Exercise prompt: Reproduce the full listing below exactly. Do not include the pictures.

====== Data shown ======

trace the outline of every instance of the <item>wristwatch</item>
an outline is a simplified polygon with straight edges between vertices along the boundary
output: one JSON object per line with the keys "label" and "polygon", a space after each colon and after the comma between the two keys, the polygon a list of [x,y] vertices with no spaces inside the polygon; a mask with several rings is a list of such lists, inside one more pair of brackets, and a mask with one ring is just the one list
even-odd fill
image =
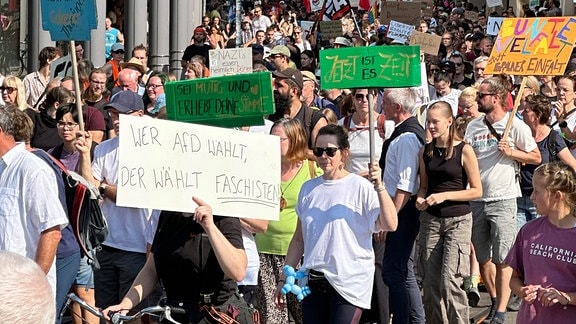
{"label": "wristwatch", "polygon": [[104,193],[106,192],[106,187],[108,187],[108,185],[105,183],[101,184],[100,187],[98,187],[98,192],[100,192],[100,196],[104,197]]}
{"label": "wristwatch", "polygon": [[558,123],[558,126],[560,126],[560,128],[566,128],[568,127],[568,123],[564,120]]}

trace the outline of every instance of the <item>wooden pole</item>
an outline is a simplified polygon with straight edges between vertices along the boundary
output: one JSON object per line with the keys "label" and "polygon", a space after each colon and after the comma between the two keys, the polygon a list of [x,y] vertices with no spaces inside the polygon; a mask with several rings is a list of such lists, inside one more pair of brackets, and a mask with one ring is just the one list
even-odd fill
{"label": "wooden pole", "polygon": [[80,98],[80,93],[82,92],[80,88],[80,81],[78,80],[78,62],[76,59],[76,43],[70,41],[70,54],[72,55],[72,71],[74,73],[74,94],[76,95],[76,109],[78,110],[78,126],[80,131],[84,131],[84,115],[82,114],[82,98]]}
{"label": "wooden pole", "polygon": [[522,94],[524,93],[524,88],[526,87],[526,77],[522,78],[522,83],[520,84],[520,90],[516,94],[516,100],[514,100],[514,109],[512,109],[512,113],[510,114],[510,118],[508,118],[508,123],[506,123],[506,129],[504,129],[504,134],[502,138],[508,138],[508,133],[510,133],[510,128],[512,128],[512,122],[516,116],[516,112],[518,111],[518,106],[520,106],[520,102],[522,101]]}
{"label": "wooden pole", "polygon": [[376,101],[373,88],[368,89],[368,141],[370,143],[370,165],[374,163],[374,102]]}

======

Exercise result:
trace the outline of every instance of the <item>wristwatch</item>
an outline is a simplified polygon with straight edges between vertices along the boundary
output: one JSON object per line with the keys "label" and "polygon", a space after each colon and after the comma between the two keys, the polygon a list of [x,y] vertices with no spaces inside the polygon; a mask with several rings is a list of such lists, inside one more pair of brackets, and a mask with one ring is just the one list
even-odd fill
image =
{"label": "wristwatch", "polygon": [[104,193],[106,192],[106,187],[108,187],[108,185],[105,183],[101,184],[100,187],[98,187],[98,192],[100,192],[100,196],[104,197]]}
{"label": "wristwatch", "polygon": [[558,123],[558,126],[560,126],[560,128],[566,128],[568,127],[568,123],[564,120]]}

trace the outline of every instance of the <item>wooden pole</item>
an outline is a simplified polygon with straight edges between vertices along the boundary
output: one JSON object per line with the keys "label" and "polygon", a space after each colon and after the comma between the two keys, the polygon a list of [x,y] vertices with no spaces inside the polygon; a mask with several rings is a list of such lists, inside one more pair of brackets, and a mask with one ring is just the one list
even-odd fill
{"label": "wooden pole", "polygon": [[80,98],[80,93],[82,92],[80,88],[80,81],[78,80],[78,62],[76,59],[76,43],[70,41],[70,54],[72,55],[72,71],[74,73],[74,94],[76,95],[76,109],[78,110],[78,126],[80,131],[84,131],[84,115],[82,114],[82,98]]}
{"label": "wooden pole", "polygon": [[522,94],[524,93],[524,88],[526,87],[526,77],[522,78],[522,83],[520,84],[520,90],[516,94],[516,100],[514,100],[514,109],[512,109],[512,113],[510,114],[510,118],[508,118],[508,123],[506,123],[506,129],[504,129],[504,134],[502,138],[508,138],[508,133],[510,133],[510,128],[512,128],[512,122],[516,116],[516,112],[518,111],[518,106],[520,106],[520,102],[522,101]]}
{"label": "wooden pole", "polygon": [[376,101],[373,88],[368,89],[368,141],[370,143],[370,165],[374,163],[374,102]]}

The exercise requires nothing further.